> _Extrait à lire_
|---|

Noah Vanden Abeele a " toujours eu une relation compliquée avec le monde du classique. " © DR

Une simple intuition

C’est ce 7 février que s’ouvrent les Piano Days à Flagey, à Bruxelles. Avec, notamment, Noah Vanden Abeele, nouveau talent d’une vague de musiciens  » néoclassiques « , dont le corset académique n’a pas réussi à étouffer les envies d’improvisation.

 » Le monde du classique évolue. Il n’a pas le choix, sous peine de se retrouver complètement isolé. Mais croyez-moi, il reste encore beaucoup de travail…  » Assis dans un café bruxellois, Noah Vanden Abeele affiche un grand sourire rêveur. Aucune amertume dans ses propos : le pianiste a toujours tracé sa route sans trop se soucier de ce qui pouvait se passer autour de lui. Son premier album, Universe, sorti en 2018, a fait son petit bout de chemin – sur les plateformes de streaming, il a même trouvé un public aux Etats-Unis. Pour le situer, on glissera facilement sa musique à côté des paysages mélodiques sensibles d’un Yann Tiersen ou d’un Ludovico Einaudi – quand on le lui suggère, il tique mais ne réfute pas complètement. Cocher donc la case néoclassique –  » même si je ne vois pas trop ce que cela veut dire exactement « . Cela ne l’a de toute façon pas empêché l’été dernier de jouer, par exemple, sur la scène d’un festival comme le… Gent Jazz.

Je ne suis pas un jazzman, ce n’est pas en moi.

Prochainement, c’est celle de Flagey qui l’accueillera, dans le cadre de ses Piano Days (1). Avec cette année, une édition taille XXL, à l’occasion des 250 ans de la naissance de Beethoven. Pour autant, le festival ne se limitera pas à la musique classique. Plus populaire que jamais, le piano servira de fil rouge entre différents genres, prétexte à une balade entre toutes les nuances du clavier. Ce qui correspond finalement bien à l’idée que Noah Vanden Abeele se fait de l’instrument : libre avant tout…

De Bach à Chaplin

Son truc, c’est en effet l’improvisation. C’est par là que tout a commencé, de la manière la plus naturelle qui soit : à 4 ans, en tapotant sur les touches du piano droit hibernant dans un coin du salon de ses grands-parents.  » Personne n’y touchait. Je me souviens qu’il y avait même deux chandeliers posés dessus. Pour moi, c’était comme un grand jouet. Je devais faire attention, évidemment. Mais, doucement, je cherchais, je créais mes mélodies. Au bout d’un moment, ils ont décidé de me le donner.  »

Né à Renaix, en 1982, Noah Vanden Abeele a grandi à Ellezelles, pas loin de la frontière linguistique – son français est d’ailleurs resté des plus fluides. C’est là que, vers 8 ans, il va suivre ses premiers cours de piano. Ils se révéleront particulièrement traumatisants…  » Il faut dire que mon professeur était terrible. Je me rappelle qu’il accrochait des crayons pointus sur le bord du clavier, pour que je ne pose pas mes poignets trop bas. J’ai tenu pendant deux ans, et puis j’ai supplié mes parents de pouvoir arrêter.  » Pas grave. Il retrouvera l’académie et le conservatoire un peu plus tard. En attendant, l’épisode n’a pas réussi à le dégoûter de l’instrument. Il continue à explorer de son côté.  » Pendant des semaines, j’improvisais sur deux accords. Je finissais par tomber sur quelque chose, mais quand je voulais m’y remettre, le lendemain, j’avais souvent oublié le plus gros. Cela n’était pas grave. Cela me permettait de trouver autre chose, d’amener de nouvelles variations. Aujourd’hui, je donne des cours d’improvisation à l’académie. Je répète toujours qu’il vaut mieux commencer très petit, ne pas se lancer directement dans des choses trop complexes.  »

|---|

> _Données enregistrées_
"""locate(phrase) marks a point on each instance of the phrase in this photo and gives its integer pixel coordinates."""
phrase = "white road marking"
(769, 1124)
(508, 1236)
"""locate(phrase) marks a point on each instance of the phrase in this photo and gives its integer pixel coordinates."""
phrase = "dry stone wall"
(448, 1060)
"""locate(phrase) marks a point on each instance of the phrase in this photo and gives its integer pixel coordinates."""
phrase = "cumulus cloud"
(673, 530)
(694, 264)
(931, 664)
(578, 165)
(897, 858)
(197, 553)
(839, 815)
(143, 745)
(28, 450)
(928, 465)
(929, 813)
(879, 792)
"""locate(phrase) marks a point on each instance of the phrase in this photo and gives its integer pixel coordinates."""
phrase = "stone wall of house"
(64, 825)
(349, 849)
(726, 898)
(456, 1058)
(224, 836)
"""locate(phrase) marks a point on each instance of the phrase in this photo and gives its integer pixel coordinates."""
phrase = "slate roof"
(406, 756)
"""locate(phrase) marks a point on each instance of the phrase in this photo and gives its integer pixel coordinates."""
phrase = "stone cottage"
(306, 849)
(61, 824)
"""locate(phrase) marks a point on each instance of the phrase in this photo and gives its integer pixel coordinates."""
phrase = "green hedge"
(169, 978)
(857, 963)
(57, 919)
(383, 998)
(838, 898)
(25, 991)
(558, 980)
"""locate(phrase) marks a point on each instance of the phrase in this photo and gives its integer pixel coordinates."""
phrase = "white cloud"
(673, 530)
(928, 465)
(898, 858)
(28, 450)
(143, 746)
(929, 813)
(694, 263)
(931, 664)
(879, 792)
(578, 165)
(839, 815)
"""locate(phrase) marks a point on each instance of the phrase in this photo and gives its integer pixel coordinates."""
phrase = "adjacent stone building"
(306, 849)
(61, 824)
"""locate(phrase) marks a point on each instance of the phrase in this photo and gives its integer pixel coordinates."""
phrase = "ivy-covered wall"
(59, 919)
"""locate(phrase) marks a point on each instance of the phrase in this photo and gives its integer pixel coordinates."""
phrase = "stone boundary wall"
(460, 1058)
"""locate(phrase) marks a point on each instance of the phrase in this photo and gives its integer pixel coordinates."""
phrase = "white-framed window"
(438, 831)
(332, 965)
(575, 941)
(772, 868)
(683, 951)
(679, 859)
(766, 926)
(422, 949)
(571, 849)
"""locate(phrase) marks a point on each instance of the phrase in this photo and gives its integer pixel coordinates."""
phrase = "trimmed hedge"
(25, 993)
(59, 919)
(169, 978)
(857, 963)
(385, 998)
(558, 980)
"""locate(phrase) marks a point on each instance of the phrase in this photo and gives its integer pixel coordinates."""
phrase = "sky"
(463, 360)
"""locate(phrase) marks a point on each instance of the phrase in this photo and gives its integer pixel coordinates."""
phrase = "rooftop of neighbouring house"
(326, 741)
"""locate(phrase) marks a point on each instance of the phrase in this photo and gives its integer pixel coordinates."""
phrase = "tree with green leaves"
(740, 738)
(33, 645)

|---|

> _Consigne_
Pour chaque affirmation ci-dessous, répondez par oui ou non selon l'extrait sur Noah Vanden Abeele, et citez mot pour mot le passage qui tranche.
1. Le premier album du pianiste est sorti en 2018.
2. Noah Vanden Abeele a pris ses premiers cours de piano à l'âge de 4 ans.
3. Il a suivi les cours de son premier professeur pendant deux ans avant de demander à arrêter.

> _Réponse_
1. Oui : « Son premier album, Universe, sorti en 2018 »
2. Non : « vers 8 ans, il va suivre ses premiers cours de piano »
3. Oui : « J’ai tenu pendant deux ans, et puis j’ai supplié mes parents de pouvoir arrêter. »